▶ [Material shown]
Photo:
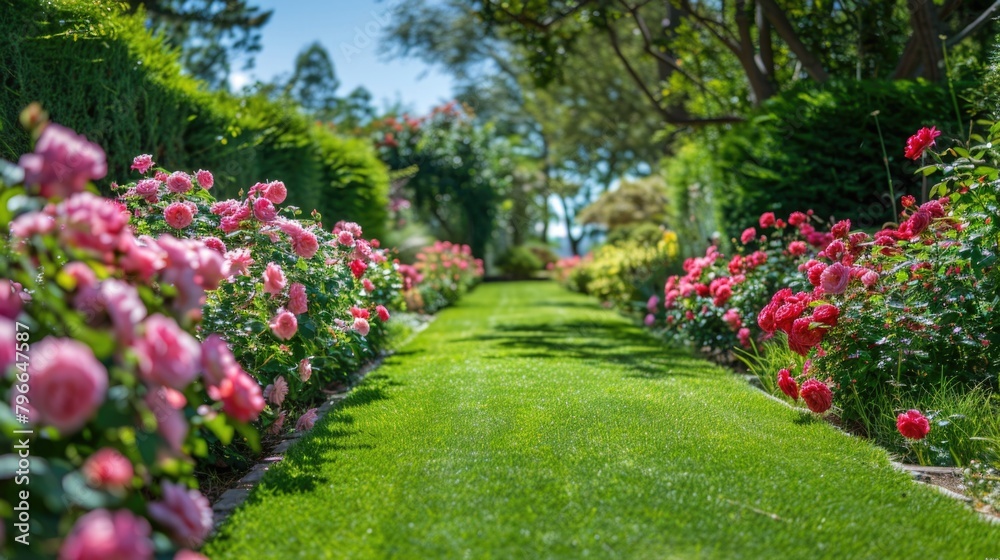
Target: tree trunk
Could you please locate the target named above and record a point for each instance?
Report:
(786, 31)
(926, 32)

...

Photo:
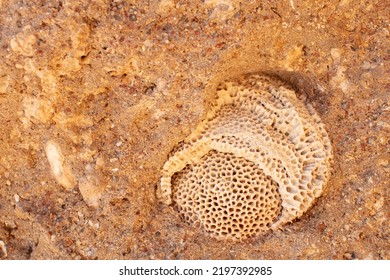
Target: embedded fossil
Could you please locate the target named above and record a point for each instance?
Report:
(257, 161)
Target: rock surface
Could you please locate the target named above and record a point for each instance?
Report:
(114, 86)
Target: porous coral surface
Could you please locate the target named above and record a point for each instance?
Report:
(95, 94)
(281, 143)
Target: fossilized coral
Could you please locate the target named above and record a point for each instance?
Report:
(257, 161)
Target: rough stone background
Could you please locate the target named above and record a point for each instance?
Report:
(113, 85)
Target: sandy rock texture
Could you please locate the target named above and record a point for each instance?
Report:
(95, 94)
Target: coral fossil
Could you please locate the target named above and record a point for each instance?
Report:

==

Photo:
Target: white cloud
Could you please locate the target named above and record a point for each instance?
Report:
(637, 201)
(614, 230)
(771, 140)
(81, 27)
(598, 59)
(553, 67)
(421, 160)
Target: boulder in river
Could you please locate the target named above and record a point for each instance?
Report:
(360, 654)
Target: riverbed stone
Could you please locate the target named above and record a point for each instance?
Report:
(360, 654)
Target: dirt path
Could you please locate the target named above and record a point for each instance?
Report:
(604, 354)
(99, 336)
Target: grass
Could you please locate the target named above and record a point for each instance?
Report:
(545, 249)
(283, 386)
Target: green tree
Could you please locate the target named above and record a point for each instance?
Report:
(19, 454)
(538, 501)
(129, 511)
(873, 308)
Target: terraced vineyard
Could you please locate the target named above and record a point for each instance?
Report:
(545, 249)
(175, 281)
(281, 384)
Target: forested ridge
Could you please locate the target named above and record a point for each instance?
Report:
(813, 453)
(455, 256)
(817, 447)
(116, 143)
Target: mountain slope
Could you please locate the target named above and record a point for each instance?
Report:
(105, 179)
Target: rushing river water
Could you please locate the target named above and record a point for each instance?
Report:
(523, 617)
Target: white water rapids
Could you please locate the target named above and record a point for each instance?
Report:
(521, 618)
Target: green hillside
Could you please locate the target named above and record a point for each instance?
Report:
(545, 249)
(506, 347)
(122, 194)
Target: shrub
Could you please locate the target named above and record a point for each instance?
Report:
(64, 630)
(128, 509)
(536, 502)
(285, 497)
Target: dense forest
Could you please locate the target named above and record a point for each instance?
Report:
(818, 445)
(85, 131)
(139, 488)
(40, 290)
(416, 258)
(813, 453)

▶ [Instructions to follow]
Pick out each line in the listing above that contains the string "tree". Letter case must match.

▶ [Expected answer]
Target: tree trunk
Target: green tree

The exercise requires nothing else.